**Passage to read:**
The rehabilitation of the American right is a dangerous mistake

Perhaps it is understandable. Given the crass and debased manifestation that Donald Trump is of what is in fact the underlying thinking of the mainstream Republican right in the United States perhaps it should be no surprise that so many self-styled progressives have begun to rewrite even recent political history.

As Trump plays the buffoon while calling for the same racist, far right, anti-worker, militarist and authoritarian polices that Republicans have supported and been pushing towards to one degree or another since Nixon, somehow the American liberal tries to find solace by re-imagining bigots and vicious imperialists like George H.W. Bush and John McCain as paragons of civility and decency -- a revisionism that would almost be funny were it not so terribly dangerous.

McCain helped to legitimize the very wing of the Republican Party that now most vehemently backs Trump by choosing an extremist like Sarah Palin as his running mate in 2008 when he ran for President. His history of supporting anti-woman, anti-gay, anti-worker polices, military adventurism, his war crimes and his use of bigoted language has been well documented including here on The Left Chapter and in many other forums.

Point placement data
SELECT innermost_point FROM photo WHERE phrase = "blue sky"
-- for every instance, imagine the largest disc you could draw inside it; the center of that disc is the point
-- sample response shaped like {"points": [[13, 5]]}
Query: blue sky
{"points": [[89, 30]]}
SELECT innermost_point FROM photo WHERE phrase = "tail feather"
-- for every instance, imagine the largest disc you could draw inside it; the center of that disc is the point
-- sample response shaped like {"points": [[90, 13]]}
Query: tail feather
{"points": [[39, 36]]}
--
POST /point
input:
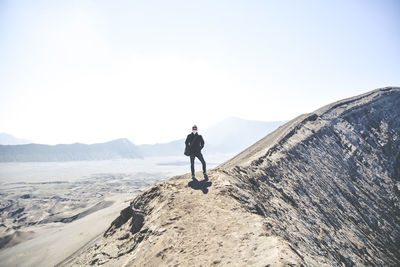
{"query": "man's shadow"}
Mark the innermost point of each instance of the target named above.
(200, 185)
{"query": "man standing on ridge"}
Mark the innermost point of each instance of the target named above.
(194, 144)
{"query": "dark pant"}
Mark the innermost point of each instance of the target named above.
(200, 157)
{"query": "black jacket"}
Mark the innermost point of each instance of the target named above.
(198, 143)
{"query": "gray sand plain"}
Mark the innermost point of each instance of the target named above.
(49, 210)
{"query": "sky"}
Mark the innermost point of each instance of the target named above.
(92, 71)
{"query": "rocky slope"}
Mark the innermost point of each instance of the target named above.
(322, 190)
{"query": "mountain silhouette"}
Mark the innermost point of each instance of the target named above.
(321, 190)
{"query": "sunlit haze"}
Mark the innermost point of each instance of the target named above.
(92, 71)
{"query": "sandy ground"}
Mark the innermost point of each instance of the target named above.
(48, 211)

**Objectives:**
**A)** Transcribe the commentary on the American right starting at "Perhaps it is" and ending at "so terribly dangerous.".
**B)** Summarize the commentary on the American right in two sentences.
None of these data are needed.

**Solutions per task:**
**A)**
Perhaps it is understandable. Given the crass and debased manifestation that Donald Trump is of what is in fact the underlying thinking of the mainstream Republican right in the United States perhaps it should be no surprise that so many self-styled progressives have begun to rewrite even recent political history.

As Trump plays the buffoon while calling for the same racist, far right, anti-worker, militarist and authoritarian polices that Republicans have supported and been pushing towards to one degree or another since Nixon, somehow the American liberal tries to find solace by re-imagining bigots and vicious imperialists like George H.W. Bush and John McCain as paragons of civility and decency -- a revisionism that would almost be funny were it not so terribly dangerous.

**B)** The commentary argues that many self-styled progressives, faced with Donald Trump, are rewriting recent political history by recasting figures like George H.W. Bush and John McCain as paragons of civility and decency, a revisionism it calls terribly dangerous. It holds that Trump calls for the same policies Republicans have pushed since Nixon, and that McCain helped legitimize the wing now backing Trump by choosing Sarah Palin as his running mate in 2008.